───── Excerpted passage

Example of Digital Facsimile

<TEI xmlns="http://www.tei-c.org/ns/1.0">
 <teiHeader>
 <!-- metadata describing the edition -->
 </teiHeader>
 <facsimile>
 <graphic url="page01.jpg" />
 <graphic url="page02.jpg" />
 <graphic url="page03.jpg" />
 <graphic url="page04.jpg" />
 </facsimile>
</TEI>

Referencing a Digital Facsimile

<TEI xmlns="http://www.tei-c.org/ns/1.0">
 <teiHeader>
 <!--...-->
 </teiHeader>
 <text>
 <pb facs="page1.png"/>
 <!-- text contained on 
    page 1 is encoded here -->
 <pb facs="page2.png"/>
 <!-- text contained on 
    page 2 is encoded here -->
 </text>
</TEI>

Combining Transcription with a Facsimile

  • Transcriptions may either be supplied in parallel to a
    facsimile, or be documentary (embedded or non-interpretative)
  • If the transcription is regarded as a text in its own right and
    organized independently of its physical realization in the document, the recommended practice is to use the <text> element to contain such a structured representation, and to present it in parallel.
  • If the transcription is intended to prioritize the process by which the document came to take its present form over its textual representation, it may be preferable to present it as a documentary (embedded) transcription within a <sourceDoc> element.

──────────

Tasks to carry out:
1. Using the passage on digital facsimiles, explain in one to three sentences when a transcription might be presented within a <sourceDoc> element.
2. Echo the part of the passage on digital facsimiles starting at "Combining Transcription with" and ending at "a <sourceDoc> element.".
The rows that follow are separate material and are unrelated to the passage on digital facsimiles.

───── Data

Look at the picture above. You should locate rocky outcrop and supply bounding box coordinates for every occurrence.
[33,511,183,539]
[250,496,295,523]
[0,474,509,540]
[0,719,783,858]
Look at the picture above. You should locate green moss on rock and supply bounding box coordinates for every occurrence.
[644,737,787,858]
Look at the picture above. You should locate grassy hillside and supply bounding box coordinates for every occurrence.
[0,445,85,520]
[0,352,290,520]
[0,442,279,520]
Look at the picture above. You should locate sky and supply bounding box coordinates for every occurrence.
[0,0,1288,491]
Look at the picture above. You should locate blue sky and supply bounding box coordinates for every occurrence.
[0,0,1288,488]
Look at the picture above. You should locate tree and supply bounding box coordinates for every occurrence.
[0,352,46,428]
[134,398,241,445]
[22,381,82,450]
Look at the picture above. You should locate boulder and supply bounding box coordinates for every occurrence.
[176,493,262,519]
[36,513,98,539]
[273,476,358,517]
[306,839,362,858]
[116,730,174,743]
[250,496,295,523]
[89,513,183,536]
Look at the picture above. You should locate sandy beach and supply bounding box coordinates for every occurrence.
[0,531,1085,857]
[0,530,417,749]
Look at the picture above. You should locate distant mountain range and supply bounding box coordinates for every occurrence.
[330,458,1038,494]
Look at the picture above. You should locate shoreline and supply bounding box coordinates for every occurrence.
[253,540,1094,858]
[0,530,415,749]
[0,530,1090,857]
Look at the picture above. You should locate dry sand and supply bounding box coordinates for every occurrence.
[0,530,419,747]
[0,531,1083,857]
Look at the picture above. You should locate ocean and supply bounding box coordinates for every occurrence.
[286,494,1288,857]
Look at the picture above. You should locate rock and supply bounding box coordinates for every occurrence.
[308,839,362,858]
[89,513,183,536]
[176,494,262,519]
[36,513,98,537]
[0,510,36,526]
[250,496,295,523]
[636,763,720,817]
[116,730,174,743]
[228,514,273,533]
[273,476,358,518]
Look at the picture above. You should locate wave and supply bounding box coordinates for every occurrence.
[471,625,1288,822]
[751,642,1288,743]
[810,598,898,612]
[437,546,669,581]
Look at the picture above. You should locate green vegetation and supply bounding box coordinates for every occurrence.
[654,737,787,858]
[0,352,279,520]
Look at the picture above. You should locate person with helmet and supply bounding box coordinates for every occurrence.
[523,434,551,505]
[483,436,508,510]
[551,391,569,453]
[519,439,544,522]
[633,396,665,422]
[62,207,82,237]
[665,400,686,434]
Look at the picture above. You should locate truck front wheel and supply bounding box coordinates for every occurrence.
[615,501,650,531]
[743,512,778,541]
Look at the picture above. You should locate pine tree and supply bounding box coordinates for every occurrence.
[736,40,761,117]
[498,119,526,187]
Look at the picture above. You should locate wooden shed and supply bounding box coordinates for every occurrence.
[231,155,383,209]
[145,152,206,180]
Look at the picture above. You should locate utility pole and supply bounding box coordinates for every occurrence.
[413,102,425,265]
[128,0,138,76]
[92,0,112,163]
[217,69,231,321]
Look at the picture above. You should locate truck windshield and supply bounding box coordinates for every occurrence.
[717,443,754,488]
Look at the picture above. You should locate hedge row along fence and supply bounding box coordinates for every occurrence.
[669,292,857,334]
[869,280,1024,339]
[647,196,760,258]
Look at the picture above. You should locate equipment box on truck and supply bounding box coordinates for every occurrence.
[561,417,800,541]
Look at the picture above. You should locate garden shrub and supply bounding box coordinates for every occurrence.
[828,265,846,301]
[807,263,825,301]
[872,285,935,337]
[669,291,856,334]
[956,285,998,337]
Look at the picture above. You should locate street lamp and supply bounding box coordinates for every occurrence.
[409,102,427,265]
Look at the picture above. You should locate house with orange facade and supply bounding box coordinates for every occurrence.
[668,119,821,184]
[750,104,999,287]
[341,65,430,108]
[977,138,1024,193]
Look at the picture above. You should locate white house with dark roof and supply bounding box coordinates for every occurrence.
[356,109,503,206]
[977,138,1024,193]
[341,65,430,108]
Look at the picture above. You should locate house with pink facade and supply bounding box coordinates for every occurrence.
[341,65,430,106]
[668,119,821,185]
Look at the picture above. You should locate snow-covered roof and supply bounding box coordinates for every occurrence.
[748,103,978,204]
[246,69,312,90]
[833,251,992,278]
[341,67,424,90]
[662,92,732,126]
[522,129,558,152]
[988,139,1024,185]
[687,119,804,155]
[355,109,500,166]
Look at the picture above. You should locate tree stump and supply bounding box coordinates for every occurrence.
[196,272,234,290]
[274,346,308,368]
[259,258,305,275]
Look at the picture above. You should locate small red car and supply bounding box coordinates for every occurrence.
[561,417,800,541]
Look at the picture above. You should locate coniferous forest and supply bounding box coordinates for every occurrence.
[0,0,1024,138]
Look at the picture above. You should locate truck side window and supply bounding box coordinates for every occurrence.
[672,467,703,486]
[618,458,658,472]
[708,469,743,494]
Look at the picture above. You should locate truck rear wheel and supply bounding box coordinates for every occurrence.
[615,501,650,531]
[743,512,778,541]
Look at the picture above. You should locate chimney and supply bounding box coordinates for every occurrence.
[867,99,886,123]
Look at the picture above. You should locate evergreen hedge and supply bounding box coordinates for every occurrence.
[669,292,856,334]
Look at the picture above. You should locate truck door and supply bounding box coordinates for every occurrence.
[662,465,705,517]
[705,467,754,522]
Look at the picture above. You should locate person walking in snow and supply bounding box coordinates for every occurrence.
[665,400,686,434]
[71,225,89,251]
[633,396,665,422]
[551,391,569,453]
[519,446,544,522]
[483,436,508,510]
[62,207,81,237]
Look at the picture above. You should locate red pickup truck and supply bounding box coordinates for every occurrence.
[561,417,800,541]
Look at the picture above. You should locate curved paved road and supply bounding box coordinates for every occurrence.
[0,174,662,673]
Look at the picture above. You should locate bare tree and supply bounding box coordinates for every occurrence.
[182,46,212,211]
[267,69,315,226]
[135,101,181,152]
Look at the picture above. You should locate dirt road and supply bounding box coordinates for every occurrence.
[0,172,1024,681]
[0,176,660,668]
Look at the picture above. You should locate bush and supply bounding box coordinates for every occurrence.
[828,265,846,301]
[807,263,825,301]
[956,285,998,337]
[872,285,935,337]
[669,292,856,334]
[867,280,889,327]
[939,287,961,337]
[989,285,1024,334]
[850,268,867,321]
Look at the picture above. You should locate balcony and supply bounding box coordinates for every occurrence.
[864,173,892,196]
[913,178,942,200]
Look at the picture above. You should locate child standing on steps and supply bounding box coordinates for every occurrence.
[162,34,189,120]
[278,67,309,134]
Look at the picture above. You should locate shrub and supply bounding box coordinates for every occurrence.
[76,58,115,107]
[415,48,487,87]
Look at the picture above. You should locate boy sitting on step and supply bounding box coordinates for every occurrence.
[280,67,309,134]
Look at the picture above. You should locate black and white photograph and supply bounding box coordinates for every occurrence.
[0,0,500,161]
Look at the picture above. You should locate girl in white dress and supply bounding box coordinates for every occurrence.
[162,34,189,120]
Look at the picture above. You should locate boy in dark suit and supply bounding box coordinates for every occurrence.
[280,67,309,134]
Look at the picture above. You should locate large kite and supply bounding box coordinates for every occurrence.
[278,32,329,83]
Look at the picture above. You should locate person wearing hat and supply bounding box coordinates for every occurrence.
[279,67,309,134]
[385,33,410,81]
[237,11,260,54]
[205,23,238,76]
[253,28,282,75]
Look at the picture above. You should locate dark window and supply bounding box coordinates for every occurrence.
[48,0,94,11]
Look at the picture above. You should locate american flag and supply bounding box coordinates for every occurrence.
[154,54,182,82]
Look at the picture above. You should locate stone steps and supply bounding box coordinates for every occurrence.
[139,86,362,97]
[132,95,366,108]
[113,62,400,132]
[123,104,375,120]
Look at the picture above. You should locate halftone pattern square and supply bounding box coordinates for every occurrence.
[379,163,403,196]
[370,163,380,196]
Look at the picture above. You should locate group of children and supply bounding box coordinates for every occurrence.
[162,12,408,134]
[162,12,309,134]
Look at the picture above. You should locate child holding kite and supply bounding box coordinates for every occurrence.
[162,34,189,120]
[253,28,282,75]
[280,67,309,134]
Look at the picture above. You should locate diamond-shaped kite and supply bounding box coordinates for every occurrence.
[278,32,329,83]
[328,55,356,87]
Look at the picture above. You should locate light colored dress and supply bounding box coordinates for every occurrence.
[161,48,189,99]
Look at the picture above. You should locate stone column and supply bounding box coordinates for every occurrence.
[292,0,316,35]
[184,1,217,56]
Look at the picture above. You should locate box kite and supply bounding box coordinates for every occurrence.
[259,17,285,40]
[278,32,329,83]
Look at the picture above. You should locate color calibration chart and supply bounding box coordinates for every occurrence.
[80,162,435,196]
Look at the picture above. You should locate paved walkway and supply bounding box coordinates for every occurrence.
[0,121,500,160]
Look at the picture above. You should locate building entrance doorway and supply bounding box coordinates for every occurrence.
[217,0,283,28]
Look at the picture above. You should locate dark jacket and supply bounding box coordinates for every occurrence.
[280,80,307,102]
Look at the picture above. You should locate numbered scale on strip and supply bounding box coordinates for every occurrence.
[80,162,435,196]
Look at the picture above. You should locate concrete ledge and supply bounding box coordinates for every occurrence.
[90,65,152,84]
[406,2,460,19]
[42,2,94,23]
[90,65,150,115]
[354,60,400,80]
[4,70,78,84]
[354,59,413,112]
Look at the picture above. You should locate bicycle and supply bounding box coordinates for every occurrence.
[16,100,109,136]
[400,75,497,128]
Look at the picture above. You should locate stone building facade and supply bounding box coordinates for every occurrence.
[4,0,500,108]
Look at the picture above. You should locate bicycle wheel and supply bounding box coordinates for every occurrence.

──────────

Written answers:
1. A transcription might go within a <sourceDoc> element when it is meant to prioritize the process by which the document came to take its present form over its textual representation. In that case, presenting it as a documentary (embedded) transcription within <sourceDoc> may be preferable.

2.
Combining Transcription with a Facsimile

  • Transcriptions may either be supplied in parallel to a
    facsimile, or be documentary (embedded or non-interpretative)
  • If the transcription is regarded as a text in its own right and
    organized independently of its physical realization in the document, the recommended practice is to use the <text> element to contain such a structured representation, and to present it in parallel.
  • If the transcription is intended to prioritize the process by which the document came to take its present form over its textual representation, it may be preferable to present it as a documentary (embedded) transcription within a <sourceDoc> element.